Your goal> Carry on the forum thread about using plastic or real plants for mantis nymphs, starting right after its last line.

Given passage>
-------------------------
# paper (real) or plastic plants



## massaman (Jun 18, 2009)

is it ok to use like plastic plants like those for aquariums to use for nymphs to say perch on and molt on or does one have to use real plants as i bought a few aquarium plastic plants to use for when my ooths hatch for the nymphs to use!


----------



## beckyl92 (Jun 18, 2009)

massaman said:


> is it ok to use like plastic plants like those for aquariums to use for nymphs to say perch on and molt on or does one have to use real plants as i bought a few aquarium platic plants to use for when my ooths hatch for the nymphs to use!


they're fine


----------



## Rick (Jun 18, 2009)

I've done both. Obviously fake is easier. I used to buy those small potted tropicals to put in the 2 1/2 gallon aquariums.


----------



## Katnapper (Jun 18, 2009)

But if you kill indoor plants without fail like me... artificial ones are definitely the way to go!


----------



## bassist (Jun 18, 2009)

I just go to michaels and other arts and craft stores and get fake flowers lol


----------



## mantidian (Jun 19, 2009)

massaman said:


> is it ok to use like plastic plants like those for aquariums to use for nymphs to say perch on and molt on or does one have to use real plants as i bought a few aquarium plastic plants to use for when my ooths hatch for the nymphs to use!


plastic plants rule! you never need to water them. But real plants are more natural though...


----------



## massaman (Jun 19, 2009)

i just wonder if i should remove the plants everytime i want to spray the paper towel underneath them or just spray the plastic plants along with the paper towel!


----------



## Rick (Jun 19, 2009)

massaman said:


> i just wonder if i should remove the plants everytime i want to spray the paper towel underneath them or just spray the plastic plants along with the paper towel!


You don't need to remove them. The mantids can drink the drops on the leaves.


----------



## revmdn (Jun 19, 2009)

When I first started in this hobby I bought several plastic plants, mostly the kinds that are used fish tanks. I also, liked the for the ease. I however was very concerned about the strong smell of plastic that came from them. Long story short, I don't think it has ever caused any of my mantids any harm. So,don't be scared to use them.


----------



## massaman (Jun 19, 2009)
-------------------------
Extracted information>
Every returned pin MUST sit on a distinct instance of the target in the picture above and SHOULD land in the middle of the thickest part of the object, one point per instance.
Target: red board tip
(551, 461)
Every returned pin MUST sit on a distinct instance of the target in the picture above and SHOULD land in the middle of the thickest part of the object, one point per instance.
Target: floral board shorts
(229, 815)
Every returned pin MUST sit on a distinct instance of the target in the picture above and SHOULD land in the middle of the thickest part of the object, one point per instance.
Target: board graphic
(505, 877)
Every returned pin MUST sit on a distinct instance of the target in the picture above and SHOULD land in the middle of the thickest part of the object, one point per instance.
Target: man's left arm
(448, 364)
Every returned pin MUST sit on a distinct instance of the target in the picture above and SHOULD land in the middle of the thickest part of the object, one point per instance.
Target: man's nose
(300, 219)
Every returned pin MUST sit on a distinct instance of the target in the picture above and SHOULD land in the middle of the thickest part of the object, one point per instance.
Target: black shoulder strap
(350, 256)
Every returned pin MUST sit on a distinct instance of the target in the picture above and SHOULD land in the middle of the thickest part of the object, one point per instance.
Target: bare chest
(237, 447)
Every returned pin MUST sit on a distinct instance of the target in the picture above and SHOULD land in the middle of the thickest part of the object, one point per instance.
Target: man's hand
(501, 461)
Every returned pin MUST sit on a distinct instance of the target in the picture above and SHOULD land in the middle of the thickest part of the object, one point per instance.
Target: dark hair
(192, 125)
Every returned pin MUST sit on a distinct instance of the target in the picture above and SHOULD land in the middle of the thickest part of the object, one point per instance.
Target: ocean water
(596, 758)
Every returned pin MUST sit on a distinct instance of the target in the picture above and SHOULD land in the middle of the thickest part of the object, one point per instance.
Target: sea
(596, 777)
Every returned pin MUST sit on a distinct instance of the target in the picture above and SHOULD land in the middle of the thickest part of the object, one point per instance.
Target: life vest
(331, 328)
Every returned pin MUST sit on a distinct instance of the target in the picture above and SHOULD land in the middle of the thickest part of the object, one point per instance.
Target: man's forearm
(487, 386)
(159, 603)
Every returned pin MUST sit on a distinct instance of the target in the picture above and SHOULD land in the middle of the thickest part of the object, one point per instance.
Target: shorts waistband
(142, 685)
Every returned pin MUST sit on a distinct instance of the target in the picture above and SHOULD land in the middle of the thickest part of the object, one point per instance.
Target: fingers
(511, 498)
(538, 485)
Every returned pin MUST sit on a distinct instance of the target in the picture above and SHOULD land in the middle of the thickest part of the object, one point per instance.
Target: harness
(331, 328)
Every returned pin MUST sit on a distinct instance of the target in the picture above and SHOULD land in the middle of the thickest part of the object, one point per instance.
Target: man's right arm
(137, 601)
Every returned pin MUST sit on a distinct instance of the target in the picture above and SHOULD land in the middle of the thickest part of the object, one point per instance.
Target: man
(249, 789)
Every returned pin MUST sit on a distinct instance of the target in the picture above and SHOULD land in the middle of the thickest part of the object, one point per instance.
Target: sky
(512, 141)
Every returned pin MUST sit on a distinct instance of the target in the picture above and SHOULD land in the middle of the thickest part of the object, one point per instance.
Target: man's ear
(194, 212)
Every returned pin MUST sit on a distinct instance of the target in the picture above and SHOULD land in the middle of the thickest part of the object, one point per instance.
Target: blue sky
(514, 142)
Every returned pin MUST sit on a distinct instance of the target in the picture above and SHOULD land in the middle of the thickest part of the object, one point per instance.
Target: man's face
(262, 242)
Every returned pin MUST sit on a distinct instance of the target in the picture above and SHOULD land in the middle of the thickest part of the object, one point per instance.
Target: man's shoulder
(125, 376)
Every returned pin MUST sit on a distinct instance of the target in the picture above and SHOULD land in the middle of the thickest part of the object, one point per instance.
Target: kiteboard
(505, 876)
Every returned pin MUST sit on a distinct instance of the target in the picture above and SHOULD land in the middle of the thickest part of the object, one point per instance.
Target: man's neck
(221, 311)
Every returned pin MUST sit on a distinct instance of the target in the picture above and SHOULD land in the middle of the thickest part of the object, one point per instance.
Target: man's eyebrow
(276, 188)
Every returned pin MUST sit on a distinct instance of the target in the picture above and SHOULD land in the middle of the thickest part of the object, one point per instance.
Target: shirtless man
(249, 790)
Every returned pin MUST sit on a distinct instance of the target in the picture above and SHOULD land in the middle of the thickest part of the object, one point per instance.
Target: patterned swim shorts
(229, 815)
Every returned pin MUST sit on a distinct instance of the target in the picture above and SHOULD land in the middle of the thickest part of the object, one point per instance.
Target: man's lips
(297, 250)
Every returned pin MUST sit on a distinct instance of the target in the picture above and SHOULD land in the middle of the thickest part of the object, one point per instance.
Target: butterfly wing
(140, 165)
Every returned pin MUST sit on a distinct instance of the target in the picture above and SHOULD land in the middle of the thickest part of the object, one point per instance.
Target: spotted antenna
-------------------------
Task output>
i dont have any mantids in the tank as of yet.But I have a few ooths right hanging in the tank right now so thats the thing I was saying spray the plastic plants or remove them to get to spray the paper towel underneath. Maybe just take out the paper towel altogether and just spray the plastic plants and keep doing it like that and also keeping a record of when the ooths were laid so i can try to figure out when they should hatch since most are creobroter Gemmatus!

Here is the tank set up

Fish Tank


----------



## Rick (Jun 19, 2009)

It doens't matter either way. You can get the plants wet or you don't have to. Either way won't matter. I prefer the fake flowers and plants you get at craft shops over the aquarium plants as there are more designs and they stand up better not to mention many of them have metal wires in them so you can bend them however you want.


----------



## agent A (Jun 19, 2009)

I once had an ivy in with a mantis, but I only took care of the mantis, and well,... -You know the rest


----------



## lectricblueyes (Jun 19, 2009)

agent A said:


> I once had an ivy in with a mantis, but I only took care of the mantis, and well,... -You know the rest


Started with real plants myself. At first, it was pretty cool when I only had 5 or 6 mantids. Then I got more mantids and had less time for plants. Eventually, I failed to put my plants near the window for sun, and didn't water them as I should have. Now, I use fake plants and have eliminated the time I spent with plants.

Fake plants are good for time and such, but if you love growing and caring for plants... and you have the time... go for that.


----------



## agent A (Jun 20, 2009)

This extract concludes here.